SELECTED EXTRACT:

========================

A UN panel of experts called for an international commission of inquiry on Yemen, saying the Saudi-led coalition waging war on the Arab impoverished country carried out 119 sorties that violated humanitarian law.
In a report released on Tuesday, the panel said the UN Security Council should consider setting up the inquiry to “investigate reports of violations of international humanitarian law and human rights law in Yemen by all parties and to identify the perpetrators of such violations.”
The panel said it had documented coalition strikes on civilian targets including refugee camps, weddings, buses, residential areas, medical facilities, schools, mosques, markets, factories, food warehouses and airports.
“Many attacks involved multiple air strikes on multiple civilian objects,” it said.
Yemen has been since March 26 under brutal aggression by Saudi-led coalition.
Thousands have been martyred and injured in the attack, with the vast majority of them are civilians.

========================

Image-grounded pointing data:

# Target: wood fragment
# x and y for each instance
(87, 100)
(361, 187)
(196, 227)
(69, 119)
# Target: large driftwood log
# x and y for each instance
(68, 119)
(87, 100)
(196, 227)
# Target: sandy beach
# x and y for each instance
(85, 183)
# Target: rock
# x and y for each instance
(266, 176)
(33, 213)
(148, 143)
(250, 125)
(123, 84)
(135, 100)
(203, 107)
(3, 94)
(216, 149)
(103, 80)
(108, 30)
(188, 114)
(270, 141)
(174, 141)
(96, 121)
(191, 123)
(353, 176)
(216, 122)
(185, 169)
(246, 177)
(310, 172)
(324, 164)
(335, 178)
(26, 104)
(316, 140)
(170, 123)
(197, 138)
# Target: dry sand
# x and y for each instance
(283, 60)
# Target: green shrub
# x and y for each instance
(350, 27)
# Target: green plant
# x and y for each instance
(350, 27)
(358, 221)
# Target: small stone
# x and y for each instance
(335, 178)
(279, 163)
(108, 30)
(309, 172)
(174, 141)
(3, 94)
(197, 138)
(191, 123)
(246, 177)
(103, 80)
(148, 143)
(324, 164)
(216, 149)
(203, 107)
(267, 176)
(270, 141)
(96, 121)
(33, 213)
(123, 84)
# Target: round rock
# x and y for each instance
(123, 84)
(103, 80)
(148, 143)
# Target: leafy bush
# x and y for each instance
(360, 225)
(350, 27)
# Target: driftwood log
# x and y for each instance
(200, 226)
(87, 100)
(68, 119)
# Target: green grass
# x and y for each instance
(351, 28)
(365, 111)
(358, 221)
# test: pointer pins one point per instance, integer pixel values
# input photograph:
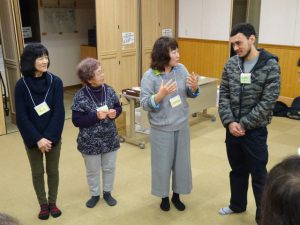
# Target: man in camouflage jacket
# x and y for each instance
(249, 89)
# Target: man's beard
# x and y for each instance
(247, 54)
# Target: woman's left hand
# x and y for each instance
(192, 81)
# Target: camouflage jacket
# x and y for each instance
(251, 105)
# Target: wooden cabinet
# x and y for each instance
(117, 41)
(158, 18)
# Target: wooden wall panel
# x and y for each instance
(204, 57)
(288, 58)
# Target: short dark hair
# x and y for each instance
(160, 56)
(86, 69)
(8, 220)
(30, 53)
(245, 28)
(281, 197)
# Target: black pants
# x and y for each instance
(247, 155)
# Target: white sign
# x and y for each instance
(127, 38)
(27, 33)
(167, 32)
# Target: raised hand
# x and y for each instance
(112, 113)
(192, 81)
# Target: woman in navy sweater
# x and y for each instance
(40, 118)
(95, 108)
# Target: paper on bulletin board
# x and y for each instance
(167, 32)
(127, 38)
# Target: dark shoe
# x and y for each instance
(54, 211)
(44, 213)
(177, 203)
(92, 201)
(165, 204)
(109, 199)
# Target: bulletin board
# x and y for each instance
(58, 20)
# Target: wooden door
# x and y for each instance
(12, 45)
(107, 43)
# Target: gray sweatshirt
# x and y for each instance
(165, 117)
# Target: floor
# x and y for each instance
(136, 206)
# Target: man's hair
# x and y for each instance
(8, 220)
(160, 56)
(245, 28)
(30, 53)
(281, 197)
(86, 69)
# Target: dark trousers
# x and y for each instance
(36, 157)
(247, 155)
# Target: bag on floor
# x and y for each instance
(280, 109)
(294, 110)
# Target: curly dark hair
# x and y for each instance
(245, 28)
(8, 220)
(30, 53)
(280, 201)
(86, 69)
(160, 56)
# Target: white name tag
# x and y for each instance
(175, 101)
(42, 108)
(245, 78)
(103, 108)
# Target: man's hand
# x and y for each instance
(102, 115)
(236, 129)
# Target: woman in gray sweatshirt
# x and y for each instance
(165, 88)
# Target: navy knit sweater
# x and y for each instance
(32, 126)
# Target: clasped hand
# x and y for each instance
(236, 129)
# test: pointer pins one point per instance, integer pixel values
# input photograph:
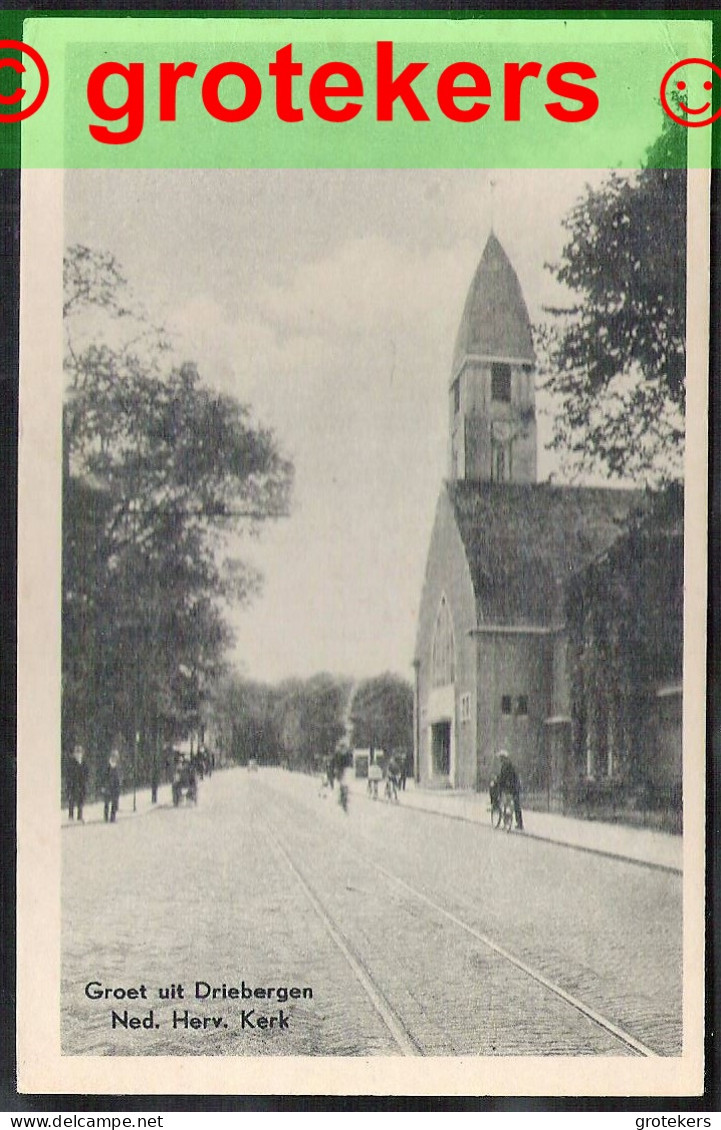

========================

EXPLORE THE MATERIAL:
1. Quote the article on the UN panel's Yemen report from "In a report" up to and including "them are civilians.".
2. Extend the article on the UN panel's Yemen report, picking up after its final sentence.

EXPECTED RESPONSES:
1.
In a report released on Tuesday, the panel said the UN Security Council should consider setting up the inquiry to “investigate reports of violations of international humanitarian law and human rights law in Yemen by all parties and to identify the perpetrators of such violations.”
The panel said it had documented coalition strikes on civilian targets including refugee camps, weddings, buses, residential areas, medical facilities, schools, mosques, markets, factories, food warehouses and airports.
“Many attacks involved multiple air strikes on multiple civilian objects,” it said.
Yemen has been since March 26 under brutal aggression by Saudi-led coalition.
Thousands have been martyred and injured in the attack, with the vast majority of them are civilians.

2.
Riyadh launched the attack on Yemen in a bid to restore power to fugitive president Abd Rabbu Mansour Hadi who is a close ally to Saudi Arabia.
More than 5,800 people have been killed and 27,000 wounded since then, according to UN figures.
About 60 percent of all civilian deaths and injuries were caused by air-launched explosives, the report said.
The experts documented at least three alleged cases of civilians fleeing residential bombings and being chased and shot at by helicopters.
More than 21 million people in Yemen — 82 percent of the population — are facing severe food shortages.
The dire humanitarian crisis is compounded by the Saudi blockade of ships carrying fuel, food and other essentials that are trying to reach Yemen.